■ Source passage:
'''

Drugs for the protection of populations exposed to a nuclear accident

7 Jun 2017

Medical countermeasures for the protection of populations exposed to a nuclear accident

After a civil or military accident, involving nuclear material, dispersed radioactive metals contaminate both the environment and exposed populations within a perimeter which varies depending on the type of accident, wind strengths and other factors.
Today, there are no suitable decorporation treatments for large contaminated populations and no approved drug to be used after irradiation and free of serious side effects.

We are developing 2 drugs for the protection of populations, with special emphasis on children and pregnant women:

  • decorporation of plutonium
  • decorporation of cesium
  • radioprotection / radiomitigation

The increasing threat of nuclear terrorism as well as accidents that involved the release of radioactive materials into the environment, such as the accident at the Fukushima Daiichi power plant in March 2011, has heightened awareness for many nations for the need to be prepared for such cataclysmic events. Detonation of a nuclear weapon or a radiological dispersion device (“dirty bomb”) near densely populated areas could also result in a large number of individuals being contaminated b y radionuclides via inhalation, ingestion, or through wounds. Internalization of radioactive materials may result in acute radiation sickness or chronic injuries including an increased risk of developing cancers. In such cases, decorporation therapy is used to reduce the health risks due to their intake.

'''

■ Records shown:
'''

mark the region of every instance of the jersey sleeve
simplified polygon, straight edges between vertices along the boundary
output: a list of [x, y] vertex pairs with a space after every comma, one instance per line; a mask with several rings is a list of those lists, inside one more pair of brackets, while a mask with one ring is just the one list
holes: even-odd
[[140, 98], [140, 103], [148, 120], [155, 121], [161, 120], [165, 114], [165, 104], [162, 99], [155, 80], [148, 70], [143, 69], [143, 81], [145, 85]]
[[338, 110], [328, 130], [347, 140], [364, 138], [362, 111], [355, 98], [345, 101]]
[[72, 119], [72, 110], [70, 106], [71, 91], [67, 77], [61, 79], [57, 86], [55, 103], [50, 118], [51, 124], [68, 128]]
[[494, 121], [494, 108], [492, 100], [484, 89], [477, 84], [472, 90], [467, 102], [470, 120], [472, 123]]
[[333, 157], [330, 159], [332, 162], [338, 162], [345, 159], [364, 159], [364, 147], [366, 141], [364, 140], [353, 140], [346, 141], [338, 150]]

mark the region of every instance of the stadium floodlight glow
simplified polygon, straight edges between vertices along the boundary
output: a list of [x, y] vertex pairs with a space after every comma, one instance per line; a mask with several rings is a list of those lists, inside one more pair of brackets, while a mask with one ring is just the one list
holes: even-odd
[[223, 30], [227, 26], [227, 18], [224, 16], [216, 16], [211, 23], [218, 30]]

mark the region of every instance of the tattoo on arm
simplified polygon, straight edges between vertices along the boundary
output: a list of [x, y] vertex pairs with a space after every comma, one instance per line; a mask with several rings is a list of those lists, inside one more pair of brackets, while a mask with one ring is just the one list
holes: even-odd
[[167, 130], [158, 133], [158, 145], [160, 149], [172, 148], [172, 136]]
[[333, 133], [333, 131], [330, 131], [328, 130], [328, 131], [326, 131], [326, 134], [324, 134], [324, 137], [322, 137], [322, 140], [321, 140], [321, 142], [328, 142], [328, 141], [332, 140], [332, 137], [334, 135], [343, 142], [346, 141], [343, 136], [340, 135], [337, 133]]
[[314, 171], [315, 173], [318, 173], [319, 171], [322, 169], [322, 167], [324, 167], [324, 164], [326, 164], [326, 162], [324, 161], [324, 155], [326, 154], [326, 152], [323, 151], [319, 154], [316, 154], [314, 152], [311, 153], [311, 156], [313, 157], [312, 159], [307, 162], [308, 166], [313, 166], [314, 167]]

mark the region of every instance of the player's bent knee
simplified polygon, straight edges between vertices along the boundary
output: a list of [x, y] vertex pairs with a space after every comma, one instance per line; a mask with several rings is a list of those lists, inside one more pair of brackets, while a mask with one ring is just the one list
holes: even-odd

'''

■ What you will do:
[1] In the passage on nuclear accident countermeasures, which power plant accident is given as an example of a release of radioactive materials, and when did it happen?
[2] List every route by which the nuclear accident countermeasures passage says individuals could be contaminated by radionuclides.
[3] Extend the passage on nuclear accident countermeasures from where it stops.

■ Expected results:
[1] The accident at the Fukushima Daiichi power plant, in March 2011.

[2]
- Inhalation
- Ingestion
- Wounds

[3]
The aim of decorporation treatments is to help the body eliminate radioactive or other toxic metals which have been accumulated in tissues. Most decorporating agents are based upon metal chelating molecules or crystalline complexes which have a very high affinity to the toxic metal or radionuclide concerned. After the toxic metal or radionuclide has been “fixed” by the chelate, the complex is eliminated by the body more efficiency.

The aim of radiomitigation treatment is, for its part, to protect cells after exposure to ionizing radiation at toxic dose in order to significantly decrease the late appearance of cancers.